:: Records supplied

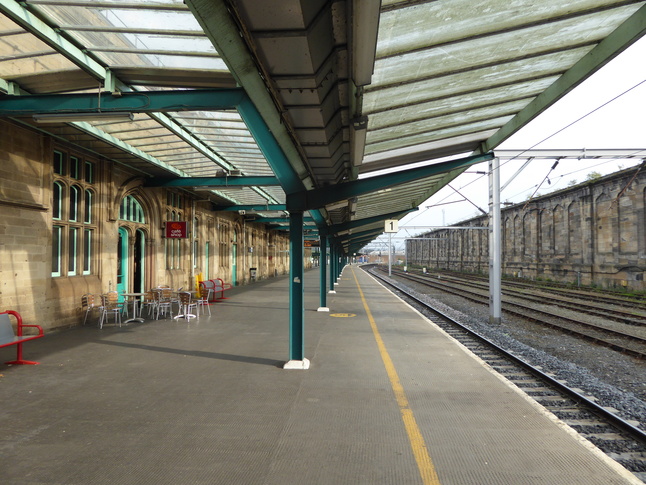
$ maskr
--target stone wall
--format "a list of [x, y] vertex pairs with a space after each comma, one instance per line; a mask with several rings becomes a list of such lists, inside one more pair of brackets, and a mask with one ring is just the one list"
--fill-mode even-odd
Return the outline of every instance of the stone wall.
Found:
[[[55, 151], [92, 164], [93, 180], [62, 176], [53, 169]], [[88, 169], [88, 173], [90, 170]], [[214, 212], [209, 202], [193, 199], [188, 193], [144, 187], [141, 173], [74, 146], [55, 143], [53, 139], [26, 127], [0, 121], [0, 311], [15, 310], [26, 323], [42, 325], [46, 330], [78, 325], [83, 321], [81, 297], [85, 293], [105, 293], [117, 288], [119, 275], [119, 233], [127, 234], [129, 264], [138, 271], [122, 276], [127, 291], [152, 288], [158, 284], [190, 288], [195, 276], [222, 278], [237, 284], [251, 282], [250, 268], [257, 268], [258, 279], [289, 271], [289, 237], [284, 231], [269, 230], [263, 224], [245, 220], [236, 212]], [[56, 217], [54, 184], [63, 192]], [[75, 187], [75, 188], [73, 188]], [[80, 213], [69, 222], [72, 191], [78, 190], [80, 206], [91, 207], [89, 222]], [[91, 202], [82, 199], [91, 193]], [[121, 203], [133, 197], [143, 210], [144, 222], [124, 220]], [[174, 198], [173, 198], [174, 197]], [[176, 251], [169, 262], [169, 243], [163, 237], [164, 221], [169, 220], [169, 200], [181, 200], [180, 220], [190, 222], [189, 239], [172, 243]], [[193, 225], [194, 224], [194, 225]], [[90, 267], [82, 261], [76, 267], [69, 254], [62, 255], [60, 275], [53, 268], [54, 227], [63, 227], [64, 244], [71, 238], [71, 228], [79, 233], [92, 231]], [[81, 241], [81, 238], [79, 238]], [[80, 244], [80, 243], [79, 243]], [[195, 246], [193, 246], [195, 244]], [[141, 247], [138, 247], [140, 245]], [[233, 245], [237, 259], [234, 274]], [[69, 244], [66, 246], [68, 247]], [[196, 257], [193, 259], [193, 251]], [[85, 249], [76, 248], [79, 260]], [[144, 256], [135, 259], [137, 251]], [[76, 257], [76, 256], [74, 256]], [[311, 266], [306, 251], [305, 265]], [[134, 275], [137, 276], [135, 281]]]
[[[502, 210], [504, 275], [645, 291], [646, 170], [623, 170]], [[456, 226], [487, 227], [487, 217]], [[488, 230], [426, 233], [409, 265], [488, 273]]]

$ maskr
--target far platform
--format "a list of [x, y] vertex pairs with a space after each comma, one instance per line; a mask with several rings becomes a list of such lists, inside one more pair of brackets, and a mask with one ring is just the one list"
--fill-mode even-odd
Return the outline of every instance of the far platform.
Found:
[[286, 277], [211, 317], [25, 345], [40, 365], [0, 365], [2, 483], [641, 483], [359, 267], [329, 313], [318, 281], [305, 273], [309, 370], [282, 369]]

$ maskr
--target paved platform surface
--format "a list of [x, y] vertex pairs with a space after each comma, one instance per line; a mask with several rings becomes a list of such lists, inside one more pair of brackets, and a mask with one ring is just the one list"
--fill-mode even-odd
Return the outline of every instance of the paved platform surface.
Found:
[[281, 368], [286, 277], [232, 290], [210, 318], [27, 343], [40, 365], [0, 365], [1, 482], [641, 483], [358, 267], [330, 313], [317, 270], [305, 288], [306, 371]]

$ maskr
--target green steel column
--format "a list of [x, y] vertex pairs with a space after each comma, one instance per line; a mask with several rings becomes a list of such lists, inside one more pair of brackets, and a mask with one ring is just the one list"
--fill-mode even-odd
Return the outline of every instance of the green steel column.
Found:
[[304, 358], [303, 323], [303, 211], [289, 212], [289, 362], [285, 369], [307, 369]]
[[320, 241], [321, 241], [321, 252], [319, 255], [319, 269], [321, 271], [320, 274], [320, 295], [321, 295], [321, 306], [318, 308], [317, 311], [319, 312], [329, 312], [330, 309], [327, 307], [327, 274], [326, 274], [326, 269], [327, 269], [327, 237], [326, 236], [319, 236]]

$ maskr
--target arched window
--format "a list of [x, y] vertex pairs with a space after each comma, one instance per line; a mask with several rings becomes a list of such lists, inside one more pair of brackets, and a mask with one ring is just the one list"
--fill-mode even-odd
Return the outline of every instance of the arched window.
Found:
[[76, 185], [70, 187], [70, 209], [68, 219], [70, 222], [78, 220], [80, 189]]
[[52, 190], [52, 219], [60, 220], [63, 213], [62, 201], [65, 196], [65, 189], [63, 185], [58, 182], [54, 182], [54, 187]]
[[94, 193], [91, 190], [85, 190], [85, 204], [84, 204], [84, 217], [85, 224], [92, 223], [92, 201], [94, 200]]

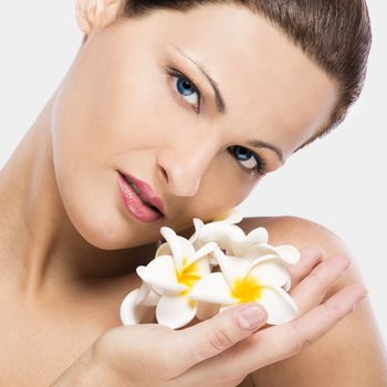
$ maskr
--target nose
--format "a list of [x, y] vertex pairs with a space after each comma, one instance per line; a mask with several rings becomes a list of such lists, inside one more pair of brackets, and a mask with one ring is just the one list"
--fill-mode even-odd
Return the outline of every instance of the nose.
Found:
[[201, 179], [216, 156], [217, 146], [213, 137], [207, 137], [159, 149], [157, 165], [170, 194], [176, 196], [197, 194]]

::::

▶ **Work to complete**: Restate the whole listing above exactly, please, omitting every image.

▶ **Task solution**:
$ maskr
--target stone wall
--format "a list of [x, y] vertex pairs with a space after each comma, one instance per line; a mask with several rings becomes a list of such lists, inside one more pair of brackets, and a mask with one ring is just the one list"
--fill-mode even-odd
Return the outline of every instance of the stone wall.
Found:
[[[55, 151], [92, 164], [93, 180], [62, 176], [53, 169]], [[88, 169], [88, 173], [90, 170]], [[214, 212], [209, 202], [193, 199], [188, 193], [144, 187], [141, 173], [74, 146], [55, 143], [53, 139], [26, 127], [0, 121], [0, 311], [15, 310], [26, 323], [42, 325], [46, 330], [78, 325], [83, 321], [81, 297], [85, 293], [105, 293], [117, 288], [119, 275], [119, 233], [127, 234], [129, 264], [138, 271], [122, 276], [127, 291], [152, 288], [158, 284], [190, 288], [195, 276], [222, 278], [237, 284], [251, 282], [250, 268], [257, 268], [258, 279], [289, 271], [289, 237], [284, 231], [269, 230], [263, 224], [245, 220], [236, 212]], [[56, 217], [54, 184], [63, 192]], [[75, 187], [75, 188], [73, 188]], [[80, 213], [69, 222], [72, 191], [78, 190], [80, 206], [91, 207], [89, 222]], [[91, 202], [82, 199], [91, 193]], [[121, 203], [133, 197], [143, 210], [144, 222], [124, 220]], [[174, 198], [173, 198], [174, 197]], [[176, 251], [169, 262], [169, 243], [163, 237], [164, 221], [169, 220], [169, 200], [181, 200], [180, 220], [190, 222], [189, 239], [172, 243]], [[193, 225], [194, 224], [194, 225]], [[90, 267], [82, 261], [76, 267], [69, 254], [62, 255], [60, 275], [53, 268], [54, 227], [63, 227], [64, 244], [71, 238], [71, 228], [79, 233], [92, 231]], [[81, 241], [81, 238], [79, 238]], [[80, 244], [80, 243], [79, 243]], [[195, 246], [193, 246], [195, 244]], [[141, 247], [138, 247], [140, 245]], [[233, 245], [237, 259], [234, 274]], [[69, 244], [66, 246], [68, 247]], [[196, 257], [193, 259], [193, 251]], [[85, 249], [76, 248], [79, 260]], [[144, 256], [135, 259], [137, 251]], [[76, 257], [76, 256], [74, 256]], [[311, 266], [306, 251], [305, 265]], [[134, 275], [137, 276], [135, 281]]]
[[[502, 210], [504, 275], [645, 291], [646, 170], [623, 170]], [[456, 226], [487, 227], [487, 217]], [[488, 230], [426, 233], [409, 265], [488, 273]]]

$ maskr
--target far platform
--format "a list of [x, y] vertex pairs with a space after each comma, one instance per line; a mask with several rings becomes a list of such lists, inside one more pair of brackets, and a mask with one ring is just the one list"
--fill-mode even-odd
Return the outline of every instance of the far platform.
Found:
[[286, 277], [211, 317], [25, 345], [40, 365], [0, 365], [2, 483], [641, 483], [359, 267], [329, 313], [318, 281], [305, 273], [309, 370], [282, 369]]

$ maskr
--target paved platform surface
--format "a list of [x, y] vertex pairs with a space after each comma, one instance per line; a mask with several rings becomes a list of such lists, inside one more pair of brackets, and a mask with one ring is just the one list"
--fill-mode even-odd
Return the outline of every instance of the paved platform surface.
Found:
[[281, 368], [286, 277], [232, 290], [210, 318], [27, 343], [40, 365], [0, 365], [1, 482], [641, 483], [358, 267], [330, 313], [317, 270], [305, 288], [306, 371]]

$ maskr
--target green steel column
--format "a list of [x, y] vertex pairs with a space after each comma, one instance per line; a mask with several rings becomes a list of such lists, inside one more pair of brackets, and a mask with one ring is just the one list"
--fill-mode even-odd
Return the outline of every instance of the green steel column.
Found:
[[304, 358], [303, 323], [303, 211], [289, 212], [289, 362], [285, 369], [307, 369]]
[[320, 241], [321, 241], [321, 252], [319, 255], [319, 269], [321, 271], [320, 274], [320, 295], [321, 295], [321, 306], [318, 308], [317, 311], [319, 312], [329, 312], [330, 309], [327, 307], [327, 274], [326, 274], [326, 269], [327, 269], [327, 237], [326, 236], [319, 236]]

$ maskr
--target arched window
--format "a list of [x, y] vertex pairs with a space after each comma, one instance per line; a mask with several rings becomes a list of such lists, inside one more pair of brackets, and a mask with one ring is just the one list"
--fill-mode even-odd
Return the outline of every instance of the arched window.
Found:
[[76, 185], [70, 187], [70, 209], [68, 219], [70, 222], [78, 220], [80, 189]]
[[52, 190], [52, 219], [60, 220], [63, 213], [62, 201], [65, 196], [65, 189], [63, 185], [58, 182], [54, 182], [54, 187]]
[[94, 193], [91, 190], [85, 190], [85, 204], [84, 204], [84, 217], [85, 224], [92, 223], [92, 201], [94, 200]]

$ maskr
--target nose
--format "a list of [x, y] vertex pairs with a space after each comma, one instance per line; a mask with several rings becomes a list of such lists, inside one more pair of brackets, and a mask with one ring is just the one list"
--fill-mode even-odd
Return the outline of every instance of the nose.
Found:
[[201, 179], [216, 156], [217, 146], [213, 137], [207, 137], [159, 149], [157, 165], [170, 194], [176, 196], [197, 194]]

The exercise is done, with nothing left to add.